El charco y la fuente
“Cómo quiés contimparar / un charco con una juente, / sale el sol y seca el charco / y la juente permanece”. La leí de muy joven, no sé dónde.
Se me quedó sola. La coplilla me ha venido ahora a propósito de un padre preocupado, y ocupado, en la educación de su hijo: “Contarle a un niño de nueve años la pasión, muerte y resurrección de Cristo es uno de los mayores retos que he vivido como escritor, y de los más estériles, porque no se puede transmitir una religión sin fe”. Considera los evangelios una buena historia. Pero no se contenta con unas historias que le den a su hijo acceso a una comprensión formalista, plana, del mundo que le rodea y le habita. Y quiere que al entrar en el charco del Prado tenga ojos cordiales para un diálogo vital con el alma que late en el Museo. No quiere que su hijo entre en un almacén. Cultura convertida en simple erudición. Vivir es convivir. Busca excelencia, la fuente que da vida al charco. No quiere aguas muertas. No he dicho que el escritor confiesa en su artículo: “Sus padres somos ateos”. Y que a él nunca le enseñaron nada de esto en casa. La vida se encarga de mostrarlo. Quien piense que la cultura es mero consenso, mercancía a la postre, ha olvidado la pandemia. No presta atención. No es opcional vivir sin lo otro, sin el otro. Ya en los lejanos ochenta del siglo pasado, nos lo explicaba en clase de Religión la joven y jovial misionera laica asesinada en El Salvador, en la película Elecciones del corazón (1983). En el horror de su pasión, canta Joan Báez el misterio pascual con el poeta: “Llegó con tres heridas, / la del amor, la de la muerte, la de la vida” (Miguel Hernández). Luego Romero (1989). Y Llegaron de noche (2022), un canto a Lucía, la heroica testigo de la verdad del martirio de seis jesuitas, profesores universitarios, y dos empleadas, convertidos en luminoso pregón pascual.

### Datos para examinar
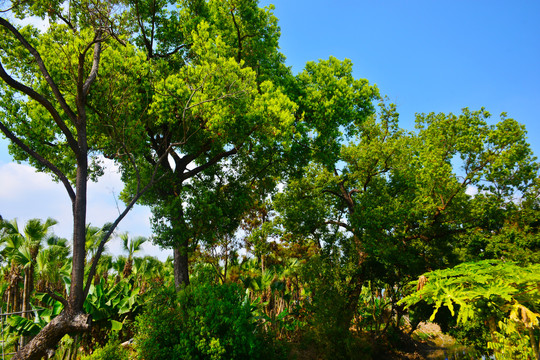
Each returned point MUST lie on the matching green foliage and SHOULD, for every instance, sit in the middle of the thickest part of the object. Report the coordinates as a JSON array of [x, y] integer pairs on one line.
[[503, 295], [111, 351], [200, 322]]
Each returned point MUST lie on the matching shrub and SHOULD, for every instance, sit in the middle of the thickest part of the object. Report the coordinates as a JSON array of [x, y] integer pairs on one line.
[[200, 322], [111, 351]]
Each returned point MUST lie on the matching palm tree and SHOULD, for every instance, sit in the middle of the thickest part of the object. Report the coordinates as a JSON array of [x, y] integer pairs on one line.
[[53, 265]]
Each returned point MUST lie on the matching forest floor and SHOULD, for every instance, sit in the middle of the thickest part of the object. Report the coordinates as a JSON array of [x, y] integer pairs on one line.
[[429, 343]]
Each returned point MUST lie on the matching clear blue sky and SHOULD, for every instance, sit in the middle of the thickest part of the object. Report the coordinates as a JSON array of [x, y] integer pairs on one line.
[[425, 56]]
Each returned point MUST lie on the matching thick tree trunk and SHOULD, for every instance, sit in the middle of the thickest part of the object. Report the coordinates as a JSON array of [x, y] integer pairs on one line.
[[76, 294], [51, 334], [181, 266]]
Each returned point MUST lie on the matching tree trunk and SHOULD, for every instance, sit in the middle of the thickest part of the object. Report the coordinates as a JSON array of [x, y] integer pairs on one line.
[[181, 266], [51, 334]]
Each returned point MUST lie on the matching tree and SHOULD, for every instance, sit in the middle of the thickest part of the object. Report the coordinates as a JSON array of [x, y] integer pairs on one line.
[[131, 246], [390, 204], [502, 295], [216, 107], [49, 113]]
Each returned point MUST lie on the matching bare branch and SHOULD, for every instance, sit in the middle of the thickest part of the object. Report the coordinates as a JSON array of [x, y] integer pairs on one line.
[[58, 95], [44, 102], [41, 160], [95, 64], [57, 297]]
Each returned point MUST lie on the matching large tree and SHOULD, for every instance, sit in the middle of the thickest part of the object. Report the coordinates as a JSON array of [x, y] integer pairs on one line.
[[139, 83], [392, 204], [216, 107], [49, 112]]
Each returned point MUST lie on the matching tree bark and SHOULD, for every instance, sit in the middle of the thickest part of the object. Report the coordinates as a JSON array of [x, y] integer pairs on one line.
[[51, 334], [181, 266]]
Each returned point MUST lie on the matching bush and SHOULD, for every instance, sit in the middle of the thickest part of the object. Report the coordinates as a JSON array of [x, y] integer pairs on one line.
[[200, 322], [111, 351]]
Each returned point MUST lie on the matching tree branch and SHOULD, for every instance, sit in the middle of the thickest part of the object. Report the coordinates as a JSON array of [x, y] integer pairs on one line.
[[41, 160], [58, 95], [44, 102]]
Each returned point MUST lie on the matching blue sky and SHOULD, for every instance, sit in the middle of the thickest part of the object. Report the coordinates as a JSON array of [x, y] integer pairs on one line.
[[426, 56]]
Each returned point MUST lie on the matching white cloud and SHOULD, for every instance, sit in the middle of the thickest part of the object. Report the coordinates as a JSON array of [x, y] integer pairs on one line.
[[26, 194]]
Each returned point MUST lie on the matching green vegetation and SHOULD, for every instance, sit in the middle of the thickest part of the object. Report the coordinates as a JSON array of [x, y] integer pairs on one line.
[[304, 222]]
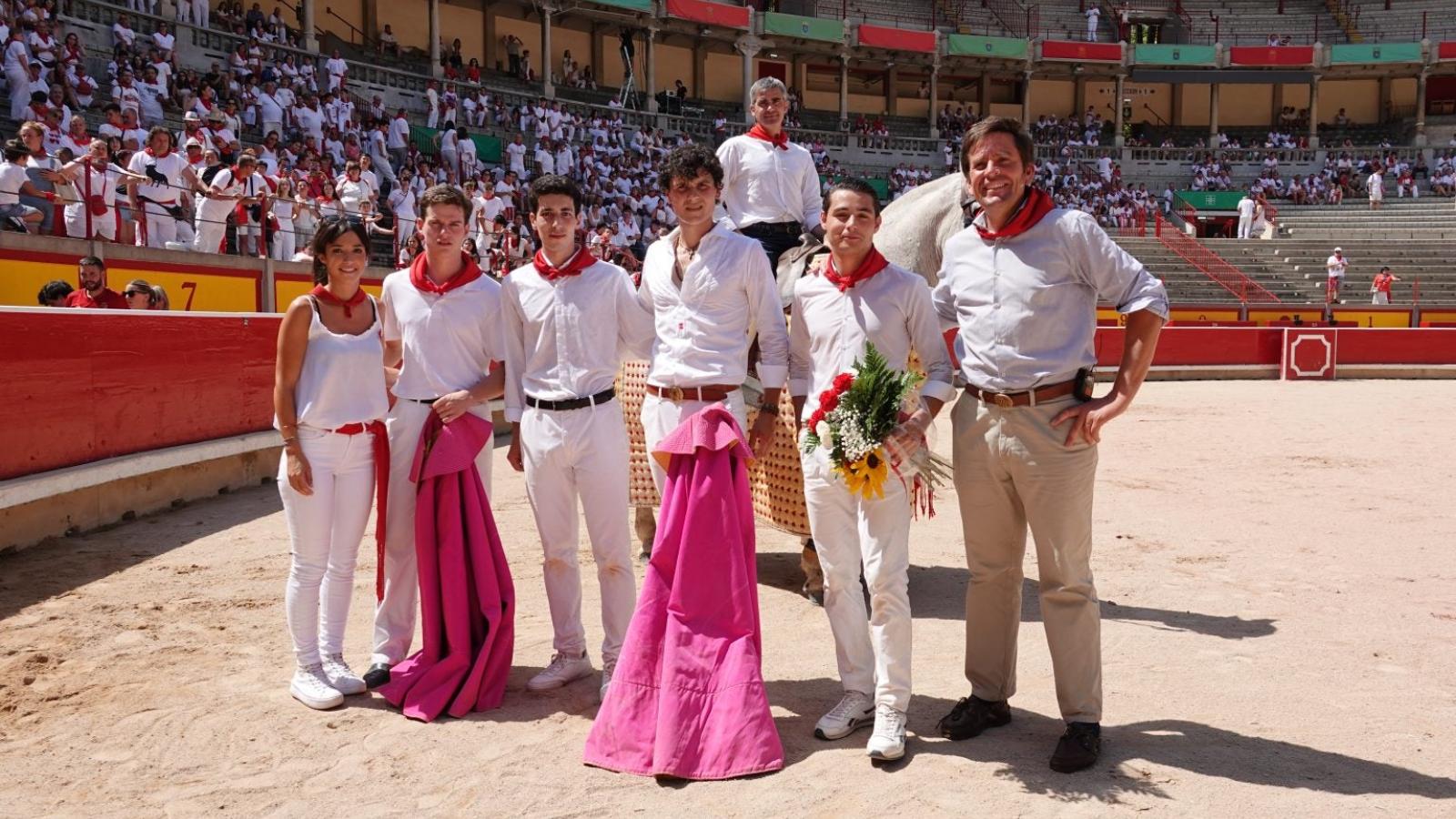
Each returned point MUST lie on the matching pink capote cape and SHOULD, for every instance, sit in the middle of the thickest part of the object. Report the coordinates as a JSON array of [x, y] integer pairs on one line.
[[688, 694], [468, 602]]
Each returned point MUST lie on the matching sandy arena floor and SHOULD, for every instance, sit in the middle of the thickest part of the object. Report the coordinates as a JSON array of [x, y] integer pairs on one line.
[[1279, 634]]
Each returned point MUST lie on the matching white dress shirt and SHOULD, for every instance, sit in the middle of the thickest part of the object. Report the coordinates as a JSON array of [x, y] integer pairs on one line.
[[829, 331], [766, 184], [567, 339], [449, 339], [703, 329], [1026, 307]]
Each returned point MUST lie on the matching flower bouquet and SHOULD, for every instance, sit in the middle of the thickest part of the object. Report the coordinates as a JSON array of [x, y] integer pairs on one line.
[[855, 420]]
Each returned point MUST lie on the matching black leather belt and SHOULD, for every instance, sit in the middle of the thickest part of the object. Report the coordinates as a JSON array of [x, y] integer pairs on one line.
[[784, 228], [572, 402]]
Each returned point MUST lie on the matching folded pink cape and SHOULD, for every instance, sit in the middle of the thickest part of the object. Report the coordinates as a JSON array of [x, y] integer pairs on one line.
[[688, 694], [468, 602]]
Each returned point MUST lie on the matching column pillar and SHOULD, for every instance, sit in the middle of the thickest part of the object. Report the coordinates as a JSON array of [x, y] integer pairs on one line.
[[434, 38], [699, 72], [309, 41], [747, 46], [492, 44], [1117, 106], [545, 60], [892, 80], [935, 94], [650, 87], [1213, 116], [1314, 111], [1026, 99], [1420, 108]]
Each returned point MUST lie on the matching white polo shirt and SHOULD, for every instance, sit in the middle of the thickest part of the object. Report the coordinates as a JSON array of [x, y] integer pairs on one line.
[[768, 184], [449, 339]]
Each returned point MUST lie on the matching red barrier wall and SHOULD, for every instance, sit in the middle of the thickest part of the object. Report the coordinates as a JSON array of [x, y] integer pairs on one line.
[[99, 383]]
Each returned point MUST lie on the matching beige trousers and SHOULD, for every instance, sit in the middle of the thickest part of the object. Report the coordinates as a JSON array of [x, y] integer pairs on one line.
[[1011, 471]]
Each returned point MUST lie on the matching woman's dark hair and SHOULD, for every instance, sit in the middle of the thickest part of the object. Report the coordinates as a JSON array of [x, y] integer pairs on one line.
[[686, 162], [53, 290], [329, 232], [15, 149], [856, 186]]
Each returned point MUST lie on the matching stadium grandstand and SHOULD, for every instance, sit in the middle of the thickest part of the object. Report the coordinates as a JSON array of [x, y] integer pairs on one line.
[[1157, 116]]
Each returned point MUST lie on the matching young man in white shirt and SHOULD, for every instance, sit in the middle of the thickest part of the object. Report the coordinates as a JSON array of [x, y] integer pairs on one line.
[[441, 329], [861, 299], [771, 186], [710, 292], [567, 319]]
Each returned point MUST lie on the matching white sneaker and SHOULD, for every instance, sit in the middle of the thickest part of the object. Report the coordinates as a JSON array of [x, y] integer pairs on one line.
[[888, 741], [855, 710], [608, 669], [341, 678], [561, 671], [312, 688]]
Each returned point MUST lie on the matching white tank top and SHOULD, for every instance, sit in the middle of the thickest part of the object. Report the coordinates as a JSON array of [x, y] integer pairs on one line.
[[342, 378]]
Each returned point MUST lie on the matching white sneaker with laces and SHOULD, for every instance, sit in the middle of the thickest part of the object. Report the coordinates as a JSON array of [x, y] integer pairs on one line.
[[854, 712], [561, 671], [888, 741], [312, 688], [608, 669], [341, 678]]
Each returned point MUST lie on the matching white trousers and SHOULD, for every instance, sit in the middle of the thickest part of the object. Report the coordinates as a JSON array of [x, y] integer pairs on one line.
[[160, 225], [210, 235], [873, 649], [570, 453], [397, 614], [325, 530], [660, 417]]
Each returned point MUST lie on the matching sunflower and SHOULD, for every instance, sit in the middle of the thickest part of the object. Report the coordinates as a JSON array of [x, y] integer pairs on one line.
[[866, 477]]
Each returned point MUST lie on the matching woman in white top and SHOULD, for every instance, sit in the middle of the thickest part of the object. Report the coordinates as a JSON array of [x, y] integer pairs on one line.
[[283, 210], [329, 401]]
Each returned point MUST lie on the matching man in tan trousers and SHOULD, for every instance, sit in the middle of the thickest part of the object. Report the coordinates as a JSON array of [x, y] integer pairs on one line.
[[1023, 285]]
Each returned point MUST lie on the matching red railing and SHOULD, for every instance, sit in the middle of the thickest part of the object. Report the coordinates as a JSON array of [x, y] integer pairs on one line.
[[1210, 264]]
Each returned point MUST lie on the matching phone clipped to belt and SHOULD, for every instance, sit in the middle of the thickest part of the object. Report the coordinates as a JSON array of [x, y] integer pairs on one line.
[[1082, 389]]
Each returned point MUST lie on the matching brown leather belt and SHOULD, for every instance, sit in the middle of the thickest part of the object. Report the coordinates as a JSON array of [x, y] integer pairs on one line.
[[1031, 397], [679, 394]]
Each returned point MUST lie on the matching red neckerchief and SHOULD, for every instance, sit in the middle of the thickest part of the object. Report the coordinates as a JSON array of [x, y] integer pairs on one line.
[[322, 293], [873, 264], [1026, 215], [420, 274], [579, 261], [779, 142]]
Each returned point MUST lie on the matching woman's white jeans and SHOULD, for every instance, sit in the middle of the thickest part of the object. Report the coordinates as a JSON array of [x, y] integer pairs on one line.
[[327, 530]]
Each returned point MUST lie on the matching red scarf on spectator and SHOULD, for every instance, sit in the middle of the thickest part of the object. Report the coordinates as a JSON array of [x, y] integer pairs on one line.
[[579, 261], [420, 274], [873, 264], [779, 142], [324, 295], [1026, 215]]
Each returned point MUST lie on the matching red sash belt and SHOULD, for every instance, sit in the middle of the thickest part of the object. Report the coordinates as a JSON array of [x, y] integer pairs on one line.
[[380, 442]]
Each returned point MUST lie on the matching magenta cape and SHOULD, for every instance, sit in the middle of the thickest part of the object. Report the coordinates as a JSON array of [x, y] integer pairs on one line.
[[468, 602], [688, 694]]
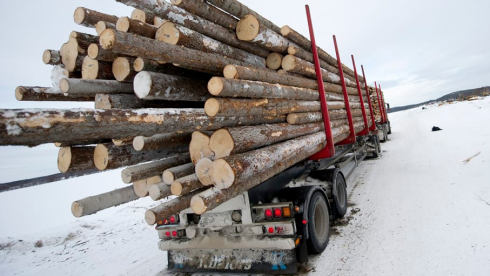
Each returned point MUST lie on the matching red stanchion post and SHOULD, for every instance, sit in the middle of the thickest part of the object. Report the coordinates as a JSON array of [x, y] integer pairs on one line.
[[329, 150], [365, 131]]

### Requisitos del ejercicio
**A)** Copie literalmente el pasaje del texto sobre el charco y la fuente que va desde "El charco y" hasta "no sé dónde.", ambos incluidos.
**B)** Según el texto sobre el charco y la fuente, ¿qué edad tiene el niño al que su padre debe contar la pasión, muerte y resurrección de Cristo?
El material no guarda relación alguna con el texto sobre el charco y la fuente.

### Soluciones en orden
**A)**
El charco y la fuente
“Cómo quiés contimparar / un charco con una juente, / sale el sol y seca el charco / y la juente permanece”. La leí de muy joven, no sé dónde.

**B)** Nueve años.